Reading passage:
Content starts
Oral Chemotherapy–Xeloda

There are many types of chemotherapy. Oral chemotherapy is simply chemo in liquid or pill form. It’s as strong as other forms of chemo and works just as well; it’s also convenient, in the sense that it can be taken at home. Check to make sure your insurance plan covers the cost, since oral chemo can often be more costly than chemo taken intravenously.

One common form of oral chemotherapy is Xeloda. In very simple terms, here’s how Xeloda works: Cancer cells divide rapidly, unchecked by the normal controls that limit cell division. Xeloda targets these fast dividing cancer cells and kills them by halting cell division. If the cells are unable to divide, they die. 

Xeloda and some other forms of chemotherapy are most effective at killing cells that are rapidly dividing, causing tumors to shrink.  Unfortunately, some healthy cells in the body also divide rapidly. Xeloda cannot tell the difference between fast-dividing cancer cells and fast-dividing healthy cells. The normal cells affected by chemo in most instances will grow back and be healthy but, in the meantime, side effects can occur.  The normal cells most commonly affected by chemotherapy are the blood cells, the cells in the mouth, the stomach and bowel, and the hair follicles—resulting in low blood counts, mouth sores, nausea, diarrhea, and/or hair loss. 

I was on Xeloda for close to six months. The most serous side effect I had was hand-foot syndrome. This is when the palms of the hands and soles of the feet become red and swollen. The skin cracks and blisters. The condition can become serious and require a break from Xeloda in order for the sores to heal. Here is more information on hand-foot syndrome and some graphic photos of the condition.

In my personal journey, I had three issues complicating my cancer treatment—the size of my tumor load, my anemia, and my fast metabolism. In my case, low-dose chemo was recommended by my naturopath oncologist and the medical team at Angeles Hospital, where I received my immunotherapy. The idea was to get my tumor load down, so that another round of immunotherapy could be more effective. Ultimately I was not able to receive low-dose chemo in the U.S., so I chose a gentler full-dose chemo—Xeloda. Xeloda is administered two weeks on the medication followed by a one-week break to allow the body to recover. I had a strong positive reaction to Xeloda. My tumor load decreased significantly and my red blood count increased to the point where I was no longer anemic.
Content ends
Extracted records:
Content starts
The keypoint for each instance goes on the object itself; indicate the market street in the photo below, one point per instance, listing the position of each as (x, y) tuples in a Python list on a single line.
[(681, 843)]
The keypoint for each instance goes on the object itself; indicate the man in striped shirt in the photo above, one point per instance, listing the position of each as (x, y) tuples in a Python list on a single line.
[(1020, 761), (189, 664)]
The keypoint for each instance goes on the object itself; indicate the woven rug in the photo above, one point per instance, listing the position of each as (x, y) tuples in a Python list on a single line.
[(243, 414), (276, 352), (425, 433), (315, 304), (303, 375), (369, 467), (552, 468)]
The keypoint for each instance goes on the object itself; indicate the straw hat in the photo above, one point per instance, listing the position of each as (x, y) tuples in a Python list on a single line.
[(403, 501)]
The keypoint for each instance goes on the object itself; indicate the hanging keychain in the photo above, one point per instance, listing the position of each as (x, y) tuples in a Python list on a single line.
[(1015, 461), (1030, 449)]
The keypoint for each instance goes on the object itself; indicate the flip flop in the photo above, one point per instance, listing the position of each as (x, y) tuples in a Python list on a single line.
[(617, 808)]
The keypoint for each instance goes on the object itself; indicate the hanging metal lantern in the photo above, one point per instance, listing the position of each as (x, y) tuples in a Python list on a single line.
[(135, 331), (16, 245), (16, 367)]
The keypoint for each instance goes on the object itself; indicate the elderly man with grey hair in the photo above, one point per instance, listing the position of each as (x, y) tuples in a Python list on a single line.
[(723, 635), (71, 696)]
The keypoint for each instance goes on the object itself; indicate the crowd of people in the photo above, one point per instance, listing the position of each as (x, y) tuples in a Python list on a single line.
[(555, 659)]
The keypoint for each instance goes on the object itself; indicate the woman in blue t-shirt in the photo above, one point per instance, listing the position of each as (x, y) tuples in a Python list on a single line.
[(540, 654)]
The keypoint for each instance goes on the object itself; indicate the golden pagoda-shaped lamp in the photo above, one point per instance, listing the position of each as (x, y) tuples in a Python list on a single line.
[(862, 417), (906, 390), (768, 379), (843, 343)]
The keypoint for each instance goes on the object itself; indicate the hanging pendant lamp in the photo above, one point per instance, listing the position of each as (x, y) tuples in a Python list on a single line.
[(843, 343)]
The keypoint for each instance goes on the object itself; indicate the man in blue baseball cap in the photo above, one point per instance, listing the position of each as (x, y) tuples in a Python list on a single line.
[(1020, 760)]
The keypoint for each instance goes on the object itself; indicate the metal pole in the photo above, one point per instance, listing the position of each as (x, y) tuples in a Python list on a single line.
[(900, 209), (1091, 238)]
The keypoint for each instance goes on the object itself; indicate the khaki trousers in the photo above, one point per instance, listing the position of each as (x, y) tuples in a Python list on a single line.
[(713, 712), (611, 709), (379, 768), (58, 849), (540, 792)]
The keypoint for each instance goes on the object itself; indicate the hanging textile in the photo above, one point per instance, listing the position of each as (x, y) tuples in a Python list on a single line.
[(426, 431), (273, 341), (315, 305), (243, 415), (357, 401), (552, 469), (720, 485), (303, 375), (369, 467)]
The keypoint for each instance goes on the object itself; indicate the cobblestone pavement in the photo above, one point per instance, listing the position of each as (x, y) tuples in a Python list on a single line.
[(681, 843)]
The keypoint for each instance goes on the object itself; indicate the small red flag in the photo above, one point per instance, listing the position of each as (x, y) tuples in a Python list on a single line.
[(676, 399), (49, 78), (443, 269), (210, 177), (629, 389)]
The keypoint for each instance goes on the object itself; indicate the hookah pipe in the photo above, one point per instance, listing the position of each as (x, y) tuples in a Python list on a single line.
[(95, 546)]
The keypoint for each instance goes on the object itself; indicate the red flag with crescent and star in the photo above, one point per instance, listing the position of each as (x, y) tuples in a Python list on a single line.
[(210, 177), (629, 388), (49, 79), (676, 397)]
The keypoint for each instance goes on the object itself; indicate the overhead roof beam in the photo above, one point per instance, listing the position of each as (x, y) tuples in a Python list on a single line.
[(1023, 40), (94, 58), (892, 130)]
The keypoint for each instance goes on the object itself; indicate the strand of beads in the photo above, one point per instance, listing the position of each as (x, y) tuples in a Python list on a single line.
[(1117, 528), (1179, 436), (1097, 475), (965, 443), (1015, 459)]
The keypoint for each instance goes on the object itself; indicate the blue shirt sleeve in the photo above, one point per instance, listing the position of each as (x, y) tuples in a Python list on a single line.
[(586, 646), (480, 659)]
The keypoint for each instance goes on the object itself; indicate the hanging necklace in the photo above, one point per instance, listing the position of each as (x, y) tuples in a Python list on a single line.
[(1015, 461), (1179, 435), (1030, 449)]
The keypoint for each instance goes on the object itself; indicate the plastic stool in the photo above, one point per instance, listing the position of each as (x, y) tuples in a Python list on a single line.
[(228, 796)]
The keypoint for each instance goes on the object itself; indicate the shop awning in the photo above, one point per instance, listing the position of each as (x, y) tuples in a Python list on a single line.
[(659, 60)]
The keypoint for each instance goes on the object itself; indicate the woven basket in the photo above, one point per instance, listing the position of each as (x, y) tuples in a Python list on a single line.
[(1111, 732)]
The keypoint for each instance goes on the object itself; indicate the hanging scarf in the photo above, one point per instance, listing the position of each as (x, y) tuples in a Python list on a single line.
Content ends
Task goal:
Set down, word for word, the part of the Xeloda passage from "One common form" to "divide, they die.".

Reply to the exercise:
One common form of oral chemotherapy is Xeloda. In very simple terms, here’s how Xeloda works: Cancer cells divide rapidly, unchecked by the normal controls that limit cell division. Xeloda targets these fast dividing cancer cells and kills them by halting cell division. If the cells are unable to divide, they die.